▶ SUPPLIED MATERIAL
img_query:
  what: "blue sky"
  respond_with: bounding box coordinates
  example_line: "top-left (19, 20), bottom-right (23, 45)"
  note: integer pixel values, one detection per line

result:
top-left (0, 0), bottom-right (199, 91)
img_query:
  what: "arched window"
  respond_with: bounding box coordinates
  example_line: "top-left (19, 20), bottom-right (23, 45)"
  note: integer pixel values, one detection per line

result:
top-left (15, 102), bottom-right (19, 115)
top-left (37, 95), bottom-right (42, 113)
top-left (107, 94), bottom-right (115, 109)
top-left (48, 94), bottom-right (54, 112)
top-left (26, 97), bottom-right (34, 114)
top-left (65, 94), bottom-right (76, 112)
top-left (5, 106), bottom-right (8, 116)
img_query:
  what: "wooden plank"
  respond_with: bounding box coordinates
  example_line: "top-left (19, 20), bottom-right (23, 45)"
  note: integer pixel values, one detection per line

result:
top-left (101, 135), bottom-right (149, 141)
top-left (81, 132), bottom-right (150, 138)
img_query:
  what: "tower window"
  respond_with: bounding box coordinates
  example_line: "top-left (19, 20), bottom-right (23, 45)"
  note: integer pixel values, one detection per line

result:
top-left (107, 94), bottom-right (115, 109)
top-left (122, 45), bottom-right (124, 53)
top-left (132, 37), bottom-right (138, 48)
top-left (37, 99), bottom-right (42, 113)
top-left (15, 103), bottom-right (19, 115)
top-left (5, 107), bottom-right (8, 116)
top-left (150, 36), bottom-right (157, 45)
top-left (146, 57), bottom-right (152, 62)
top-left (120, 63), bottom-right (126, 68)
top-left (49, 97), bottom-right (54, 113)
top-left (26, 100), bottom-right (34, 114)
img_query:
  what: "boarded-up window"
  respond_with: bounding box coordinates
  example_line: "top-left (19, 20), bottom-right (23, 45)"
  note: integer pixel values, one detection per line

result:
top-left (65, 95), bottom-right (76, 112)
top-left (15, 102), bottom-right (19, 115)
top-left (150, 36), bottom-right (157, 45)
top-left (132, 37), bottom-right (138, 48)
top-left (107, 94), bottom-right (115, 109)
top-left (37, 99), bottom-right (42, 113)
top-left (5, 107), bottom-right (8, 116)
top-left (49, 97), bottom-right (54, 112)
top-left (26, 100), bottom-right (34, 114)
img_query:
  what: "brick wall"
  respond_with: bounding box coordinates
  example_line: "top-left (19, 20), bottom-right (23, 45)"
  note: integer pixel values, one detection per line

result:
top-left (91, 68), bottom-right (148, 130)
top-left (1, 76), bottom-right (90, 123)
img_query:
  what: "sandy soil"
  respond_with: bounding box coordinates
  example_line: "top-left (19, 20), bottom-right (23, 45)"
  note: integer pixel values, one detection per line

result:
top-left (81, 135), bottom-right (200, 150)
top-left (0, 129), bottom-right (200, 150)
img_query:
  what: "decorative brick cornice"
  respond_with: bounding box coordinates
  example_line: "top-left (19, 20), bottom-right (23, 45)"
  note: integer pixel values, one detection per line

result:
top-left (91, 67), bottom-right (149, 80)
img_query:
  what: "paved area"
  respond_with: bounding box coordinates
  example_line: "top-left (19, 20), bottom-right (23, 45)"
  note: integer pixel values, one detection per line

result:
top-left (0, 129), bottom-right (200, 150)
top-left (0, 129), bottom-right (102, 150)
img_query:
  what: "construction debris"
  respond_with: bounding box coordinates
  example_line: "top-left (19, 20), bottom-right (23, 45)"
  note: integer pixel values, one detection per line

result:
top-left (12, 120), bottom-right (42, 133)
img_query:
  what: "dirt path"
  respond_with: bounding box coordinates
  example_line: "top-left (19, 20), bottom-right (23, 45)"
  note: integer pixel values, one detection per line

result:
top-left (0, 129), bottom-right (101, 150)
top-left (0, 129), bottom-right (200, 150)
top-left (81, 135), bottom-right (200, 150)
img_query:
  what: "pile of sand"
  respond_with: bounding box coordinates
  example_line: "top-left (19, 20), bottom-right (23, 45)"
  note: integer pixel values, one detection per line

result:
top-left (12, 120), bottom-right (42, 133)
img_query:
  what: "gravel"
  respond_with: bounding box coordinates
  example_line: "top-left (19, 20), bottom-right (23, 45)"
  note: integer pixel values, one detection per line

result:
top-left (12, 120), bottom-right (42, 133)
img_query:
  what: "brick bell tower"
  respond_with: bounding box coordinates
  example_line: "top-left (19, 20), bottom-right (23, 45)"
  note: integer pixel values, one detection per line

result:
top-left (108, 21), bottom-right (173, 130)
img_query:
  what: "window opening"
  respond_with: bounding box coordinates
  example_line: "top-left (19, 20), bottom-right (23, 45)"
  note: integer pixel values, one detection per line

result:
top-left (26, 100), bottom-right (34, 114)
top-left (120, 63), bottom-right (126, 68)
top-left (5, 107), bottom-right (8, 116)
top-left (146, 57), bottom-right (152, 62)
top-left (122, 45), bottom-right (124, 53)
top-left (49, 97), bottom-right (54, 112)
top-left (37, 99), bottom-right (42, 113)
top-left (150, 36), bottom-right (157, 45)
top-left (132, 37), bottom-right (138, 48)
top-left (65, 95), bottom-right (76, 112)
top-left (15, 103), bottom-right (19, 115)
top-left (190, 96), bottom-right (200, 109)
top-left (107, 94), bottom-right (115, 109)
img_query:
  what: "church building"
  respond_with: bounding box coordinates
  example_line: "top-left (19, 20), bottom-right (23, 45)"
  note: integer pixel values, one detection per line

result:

▶ EXERCISE DIRECTIONS
Rewrite every line of the records above as a numbered list, leaving out the blank lines.

▶ TASK RESPONSE
1. img_query:
2.   what: "blue sky"
3.   respond_with: bounding box coordinates
4.   example_line: "top-left (19, 20), bottom-right (23, 45)"
5.   note: integer pixel values, one detection per line
6. result:
7. top-left (0, 0), bottom-right (199, 91)
8. img_query:
9.   what: "arched window"
10.   respond_with: bounding box coordinates
11.   example_line: "top-left (19, 20), bottom-right (23, 45)"
12.   note: integer pixel values, one detection per line
13. result:
14. top-left (15, 102), bottom-right (19, 115)
15. top-left (37, 95), bottom-right (42, 113)
16. top-left (107, 94), bottom-right (115, 109)
17. top-left (48, 94), bottom-right (54, 112)
18. top-left (26, 97), bottom-right (34, 114)
19. top-left (65, 94), bottom-right (76, 112)
20. top-left (5, 106), bottom-right (8, 116)
21. img_query:
22.   what: "wooden plank"
23.   respond_with: bounding box coordinates
24.   example_line: "top-left (19, 20), bottom-right (23, 45)"
25.   note: integer pixel values, one detection per line
26. result:
27. top-left (101, 135), bottom-right (149, 141)
28. top-left (81, 132), bottom-right (150, 138)
29. img_query:
30.   what: "tower window"
31.   respond_with: bounding box coordinates
32.   example_line: "top-left (19, 20), bottom-right (23, 45)"
33.   note: integer pixel values, one detection per line
34. result:
35. top-left (107, 94), bottom-right (115, 109)
36. top-left (122, 45), bottom-right (124, 53)
37. top-left (132, 37), bottom-right (138, 48)
38. top-left (37, 99), bottom-right (42, 113)
39. top-left (15, 103), bottom-right (19, 115)
40. top-left (5, 107), bottom-right (8, 116)
41. top-left (150, 36), bottom-right (157, 45)
42. top-left (146, 57), bottom-right (152, 62)
43. top-left (120, 63), bottom-right (126, 68)
44. top-left (49, 97), bottom-right (54, 113)
45. top-left (26, 100), bottom-right (34, 114)
46. img_query:
47.   what: "boarded-up window"
48.   respond_with: bounding box coordinates
49.   example_line: "top-left (19, 20), bottom-right (23, 45)"
50.   note: integer pixel values, one detection per line
51. result:
52. top-left (65, 95), bottom-right (76, 112)
53. top-left (15, 102), bottom-right (19, 115)
54. top-left (150, 36), bottom-right (157, 45)
55. top-left (132, 37), bottom-right (138, 48)
56. top-left (107, 94), bottom-right (115, 109)
57. top-left (37, 99), bottom-right (42, 113)
58. top-left (5, 107), bottom-right (8, 116)
59. top-left (49, 97), bottom-right (54, 112)
60. top-left (26, 100), bottom-right (34, 114)
61. img_query:
62.   what: "brick wall"
63.   respond_with: bounding box coordinates
64.   example_line: "top-left (19, 20), bottom-right (23, 45)"
65.   note: integer pixel values, one detection per line
66. result:
67. top-left (91, 68), bottom-right (148, 130)
68. top-left (1, 76), bottom-right (90, 123)
69. img_query:
70.   what: "sandy soil"
71.   respond_with: bounding box coordinates
72.   example_line: "top-left (19, 20), bottom-right (23, 45)"
73.   note: integer pixel values, one detection per line
74. result:
75. top-left (81, 135), bottom-right (200, 150)
76. top-left (0, 129), bottom-right (200, 150)
77. img_query:
78.   what: "decorative brick cornice"
79.   respond_with: bounding box coordinates
80.   example_line: "top-left (19, 20), bottom-right (23, 45)"
81.   note: integer pixel values, one detection per line
82. result:
83. top-left (91, 67), bottom-right (149, 80)
84. img_query:
85.   what: "paved area"
86.   respond_with: bounding box coordinates
87.   example_line: "top-left (19, 20), bottom-right (23, 45)"
88.   note: integer pixel values, one detection per line
89. result:
90. top-left (0, 129), bottom-right (200, 150)
91. top-left (0, 129), bottom-right (102, 150)
92. img_query:
93.   what: "construction debris"
94.   respond_with: bounding box coordinates
95.   example_line: "top-left (19, 20), bottom-right (23, 45)"
96.   note: integer pixel values, one detection per line
97. result:
98. top-left (12, 120), bottom-right (42, 133)
99. img_query:
100.   what: "dirt path"
101.   respond_with: bounding box coordinates
102.   example_line: "top-left (19, 20), bottom-right (23, 45)"
103.   note: integer pixel values, one detection per line
104. result:
105. top-left (0, 129), bottom-right (101, 150)
106. top-left (0, 129), bottom-right (200, 150)
107. top-left (81, 135), bottom-right (200, 150)
108. img_query:
109.   what: "pile of sand"
110.   respond_with: bounding box coordinates
111.   example_line: "top-left (19, 20), bottom-right (23, 45)"
112.   note: integer pixel values, one detection per line
113. result:
114. top-left (12, 120), bottom-right (42, 133)
115. img_query:
116.   what: "gravel"
117.   respond_with: bounding box coordinates
118.   example_line: "top-left (19, 20), bottom-right (23, 45)"
119.   note: integer pixel values, one detection per line
120. result:
121. top-left (12, 120), bottom-right (42, 133)
122. img_query:
123.   what: "brick bell tower"
124.   respond_with: bounding box coordinates
125.   example_line: "top-left (19, 20), bottom-right (23, 45)"
126.   note: integer pixel values, one detection per line
127. result:
128. top-left (108, 21), bottom-right (173, 130)
129. img_query:
130.   what: "window opening"
131.   respond_with: bounding box coordinates
132.   example_line: "top-left (19, 20), bottom-right (23, 45)"
133.   note: integer pixel values, one detection per line
134. result:
135. top-left (26, 100), bottom-right (34, 114)
136. top-left (120, 63), bottom-right (126, 68)
137. top-left (5, 107), bottom-right (8, 116)
138. top-left (146, 57), bottom-right (152, 62)
139. top-left (122, 45), bottom-right (124, 53)
140. top-left (49, 97), bottom-right (54, 112)
141. top-left (37, 99), bottom-right (42, 113)
142. top-left (150, 36), bottom-right (157, 45)
143. top-left (132, 37), bottom-right (138, 48)
144. top-left (65, 95), bottom-right (76, 112)
145. top-left (15, 103), bottom-right (19, 115)
146. top-left (190, 96), bottom-right (200, 109)
147. top-left (107, 94), bottom-right (115, 109)
148. img_query:
149.   what: "church building"
150.   respond_with: bounding box coordinates
151.   example_line: "top-left (19, 20), bottom-right (23, 45)"
152.   note: integer pixel values, one detection per line
153. result:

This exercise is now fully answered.